** What is required **
Rewrite the rows from the line containing "Return the outline of every instance of the tool" up to and including the line containing "M 74 262 L 49", changing "tool on bench" to "tool on workbench" and leaving everything else unchanged. Omit the pictures from your answer.

** Records provided **
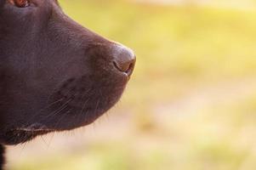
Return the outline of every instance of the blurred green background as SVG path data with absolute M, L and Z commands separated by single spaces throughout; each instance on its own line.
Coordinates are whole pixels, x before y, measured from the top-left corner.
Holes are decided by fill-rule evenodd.
M 9 169 L 256 168 L 256 1 L 60 3 L 134 49 L 135 72 L 107 115 L 9 148 Z

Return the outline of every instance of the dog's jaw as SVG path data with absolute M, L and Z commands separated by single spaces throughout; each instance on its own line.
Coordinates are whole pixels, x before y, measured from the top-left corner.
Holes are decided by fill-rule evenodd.
M 0 170 L 3 169 L 4 165 L 4 147 L 0 144 Z

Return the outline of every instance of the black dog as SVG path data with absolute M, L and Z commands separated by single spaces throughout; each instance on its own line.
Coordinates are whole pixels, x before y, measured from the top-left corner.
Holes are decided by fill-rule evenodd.
M 134 64 L 132 50 L 79 26 L 55 0 L 0 0 L 0 167 L 4 144 L 95 121 Z

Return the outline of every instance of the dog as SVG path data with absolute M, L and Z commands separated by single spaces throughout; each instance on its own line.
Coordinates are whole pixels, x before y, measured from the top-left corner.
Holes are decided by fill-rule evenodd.
M 0 0 L 0 167 L 4 145 L 94 122 L 120 99 L 135 60 L 56 0 Z

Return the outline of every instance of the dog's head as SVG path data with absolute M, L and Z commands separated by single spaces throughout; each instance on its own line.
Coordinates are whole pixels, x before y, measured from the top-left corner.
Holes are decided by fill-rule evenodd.
M 0 0 L 0 143 L 93 122 L 118 101 L 134 63 L 55 0 Z

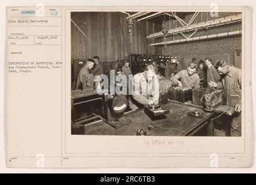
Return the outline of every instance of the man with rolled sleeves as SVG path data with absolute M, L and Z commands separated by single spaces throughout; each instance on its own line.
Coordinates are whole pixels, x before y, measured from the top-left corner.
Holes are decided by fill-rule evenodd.
M 90 70 L 90 73 L 93 74 L 94 76 L 103 74 L 103 69 L 99 62 L 100 57 L 98 56 L 93 57 L 93 61 L 94 61 L 94 68 Z
M 235 108 L 235 113 L 232 116 L 225 116 L 225 124 L 231 124 L 231 135 L 241 136 L 241 94 L 242 70 L 229 65 L 224 60 L 215 64 L 218 72 L 222 77 L 217 83 L 210 82 L 211 87 L 223 88 L 226 98 L 226 105 Z
M 196 64 L 190 63 L 186 69 L 181 70 L 171 77 L 171 81 L 179 87 L 200 88 L 200 77 L 196 73 Z
M 206 65 L 208 67 L 206 76 L 206 83 L 207 86 L 209 86 L 209 83 L 210 82 L 214 82 L 217 83 L 220 81 L 221 77 L 216 68 L 212 64 L 213 60 L 211 60 L 211 58 L 206 58 L 205 62 Z

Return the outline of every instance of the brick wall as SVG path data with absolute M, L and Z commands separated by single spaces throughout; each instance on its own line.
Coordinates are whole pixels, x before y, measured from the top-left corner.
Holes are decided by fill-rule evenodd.
M 219 12 L 218 17 L 234 14 L 235 12 Z M 185 22 L 188 23 L 193 14 L 188 15 L 184 19 Z M 192 24 L 200 23 L 216 17 L 211 17 L 209 12 L 202 12 L 199 13 Z M 177 21 L 169 21 L 168 17 L 166 17 L 164 27 L 166 29 L 177 28 L 182 26 Z M 216 34 L 230 31 L 242 29 L 242 22 L 227 24 L 226 25 L 218 26 L 209 28 L 206 30 L 198 30 L 192 37 L 197 37 L 207 35 Z M 189 36 L 193 31 L 184 33 L 186 36 Z M 173 40 L 172 36 L 167 37 L 168 40 Z M 184 39 L 184 37 L 180 34 L 174 35 L 174 40 Z M 199 56 L 211 56 L 228 54 L 231 64 L 234 63 L 234 51 L 242 48 L 241 35 L 235 35 L 220 38 L 214 38 L 198 41 L 192 41 L 186 43 L 176 43 L 167 45 L 166 48 L 163 47 L 163 55 L 174 56 L 191 57 Z

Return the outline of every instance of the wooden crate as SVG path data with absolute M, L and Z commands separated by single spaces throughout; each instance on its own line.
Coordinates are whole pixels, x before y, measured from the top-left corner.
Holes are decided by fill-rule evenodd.
M 180 102 L 184 103 L 185 102 L 192 100 L 192 90 L 189 90 L 184 91 L 177 91 L 177 101 Z

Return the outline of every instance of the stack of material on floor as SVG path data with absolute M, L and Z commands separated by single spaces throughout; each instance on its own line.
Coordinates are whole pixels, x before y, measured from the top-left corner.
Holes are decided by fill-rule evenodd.
M 192 99 L 193 104 L 196 105 L 203 106 L 202 103 L 202 98 L 203 95 L 207 92 L 206 88 L 193 88 L 192 90 Z

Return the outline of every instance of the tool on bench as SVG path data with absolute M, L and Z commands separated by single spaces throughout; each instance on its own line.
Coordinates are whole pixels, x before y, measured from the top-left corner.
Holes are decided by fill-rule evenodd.
M 161 116 L 170 113 L 170 110 L 162 107 L 160 105 L 156 103 L 145 106 L 144 111 L 146 114 L 148 114 L 151 116 Z

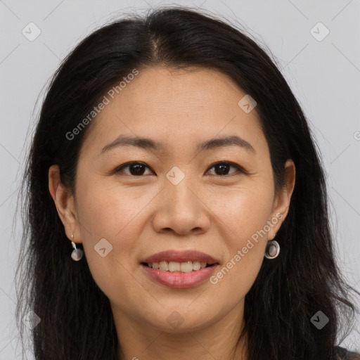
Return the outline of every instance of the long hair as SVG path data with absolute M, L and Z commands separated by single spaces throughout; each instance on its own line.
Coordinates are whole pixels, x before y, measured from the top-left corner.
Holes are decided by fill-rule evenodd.
M 74 262 L 49 191 L 58 164 L 75 193 L 79 150 L 89 124 L 74 129 L 115 84 L 136 68 L 202 67 L 230 76 L 257 103 L 276 189 L 292 159 L 295 187 L 278 234 L 281 255 L 264 259 L 245 296 L 244 333 L 249 360 L 330 360 L 340 330 L 356 309 L 352 289 L 335 261 L 326 179 L 304 112 L 266 51 L 239 30 L 199 11 L 163 7 L 117 20 L 84 39 L 49 84 L 26 162 L 20 198 L 23 234 L 17 269 L 17 321 L 30 310 L 41 319 L 32 330 L 37 360 L 115 360 L 119 346 L 108 297 L 86 259 Z M 321 311 L 321 330 L 311 321 Z

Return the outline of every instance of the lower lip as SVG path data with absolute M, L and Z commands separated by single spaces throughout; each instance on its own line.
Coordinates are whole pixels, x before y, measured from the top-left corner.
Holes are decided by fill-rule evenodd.
M 195 271 L 193 271 L 190 273 L 164 271 L 158 269 L 148 267 L 142 264 L 141 266 L 153 279 L 160 284 L 170 288 L 184 289 L 196 286 L 204 282 L 211 276 L 215 268 L 217 267 L 217 264 L 205 267 Z

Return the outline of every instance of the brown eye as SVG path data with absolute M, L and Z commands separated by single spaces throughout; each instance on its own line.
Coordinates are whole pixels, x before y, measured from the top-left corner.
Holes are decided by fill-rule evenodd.
M 214 164 L 213 165 L 212 165 L 210 169 L 215 169 L 215 175 L 219 176 L 226 176 L 229 175 L 229 174 L 228 173 L 231 167 L 235 168 L 238 172 L 244 172 L 244 170 L 241 168 L 241 167 L 240 167 L 237 164 L 224 161 Z M 230 175 L 232 175 L 234 173 L 236 173 L 236 172 L 231 173 Z
M 149 169 L 149 167 L 142 162 L 128 162 L 127 164 L 124 164 L 121 165 L 120 167 L 117 168 L 115 171 L 115 173 L 117 172 L 122 172 L 123 169 L 129 168 L 129 173 L 125 172 L 127 175 L 132 175 L 134 176 L 139 176 L 144 174 L 146 168 Z

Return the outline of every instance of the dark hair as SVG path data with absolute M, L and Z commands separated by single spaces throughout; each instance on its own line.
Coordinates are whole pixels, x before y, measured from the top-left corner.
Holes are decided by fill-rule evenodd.
M 303 111 L 274 62 L 249 36 L 212 15 L 163 7 L 89 35 L 47 90 L 20 193 L 25 219 L 16 274 L 18 326 L 22 331 L 21 317 L 29 309 L 41 319 L 32 332 L 36 359 L 117 359 L 109 300 L 86 259 L 70 258 L 48 172 L 58 164 L 62 182 L 75 193 L 79 153 L 91 125 L 71 141 L 66 134 L 134 68 L 157 65 L 230 76 L 257 103 L 276 190 L 284 186 L 285 161 L 296 167 L 289 212 L 277 234 L 281 256 L 264 259 L 245 297 L 249 360 L 335 359 L 341 326 L 355 314 L 354 289 L 335 262 L 324 172 Z M 329 319 L 321 330 L 310 321 L 319 310 Z

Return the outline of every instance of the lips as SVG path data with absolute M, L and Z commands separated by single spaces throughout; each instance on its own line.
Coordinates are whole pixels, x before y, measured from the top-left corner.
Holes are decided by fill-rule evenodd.
M 209 265 L 214 264 L 219 264 L 219 261 L 212 256 L 195 250 L 167 250 L 161 252 L 158 252 L 149 256 L 142 260 L 141 263 L 152 263 L 160 262 L 206 262 Z

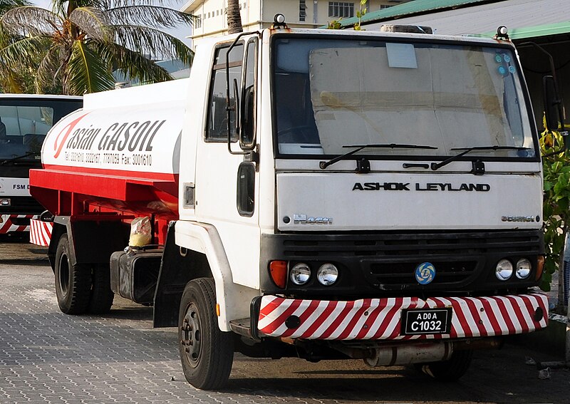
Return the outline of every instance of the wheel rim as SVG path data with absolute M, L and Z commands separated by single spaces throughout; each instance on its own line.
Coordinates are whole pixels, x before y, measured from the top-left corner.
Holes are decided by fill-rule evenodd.
M 181 351 L 190 366 L 196 368 L 200 361 L 202 331 L 200 313 L 193 303 L 190 303 L 186 309 L 180 330 Z
M 62 296 L 65 296 L 69 290 L 69 261 L 65 254 L 62 254 L 59 259 L 58 278 L 59 291 Z

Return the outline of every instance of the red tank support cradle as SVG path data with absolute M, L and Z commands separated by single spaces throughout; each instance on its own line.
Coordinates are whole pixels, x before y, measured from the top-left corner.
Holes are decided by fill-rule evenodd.
M 81 220 L 154 219 L 153 242 L 164 244 L 168 222 L 178 218 L 178 176 L 133 172 L 89 172 L 78 167 L 30 170 L 30 193 L 56 215 Z M 122 175 L 123 174 L 123 175 Z M 116 215 L 108 214 L 115 213 Z

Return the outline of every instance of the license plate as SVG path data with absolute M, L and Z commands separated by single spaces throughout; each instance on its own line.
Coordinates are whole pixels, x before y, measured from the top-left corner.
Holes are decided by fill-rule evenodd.
M 402 311 L 401 335 L 447 334 L 451 331 L 451 308 Z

** Correct output **
Return the outline of every instance of the tool on workbench as SVG path data with absolute M, L and Z commands separated by single spaces throughout; each instance on its own line.
Coordinates are whole pixels, x before y, measured from the top-left corner.
Holes are decided by fill-rule evenodd.
M 161 116 L 170 113 L 170 110 L 162 107 L 160 105 L 156 103 L 145 106 L 144 111 L 146 114 L 148 114 L 151 116 Z

Return the outline of every instance of the long hair as SVG path data with absolute M, L and Z commands separated by single spaces throughout; each instance on its own line.
Coordinates are whole pixels, x before y, measured from the top-left corner.
Holes are decided by fill-rule evenodd.
M 74 262 L 49 191 L 58 164 L 75 193 L 79 150 L 89 124 L 74 129 L 115 84 L 136 68 L 202 67 L 230 76 L 257 103 L 276 189 L 292 159 L 295 187 L 278 234 L 281 255 L 264 259 L 245 296 L 244 333 L 249 360 L 330 360 L 340 330 L 356 309 L 352 289 L 335 261 L 326 179 L 304 112 L 266 51 L 239 30 L 199 11 L 163 7 L 117 20 L 84 39 L 49 84 L 26 162 L 20 198 L 23 234 L 17 269 L 17 321 L 30 310 L 41 319 L 32 330 L 37 360 L 115 360 L 119 346 L 108 297 L 86 259 Z M 321 311 L 321 330 L 311 321 Z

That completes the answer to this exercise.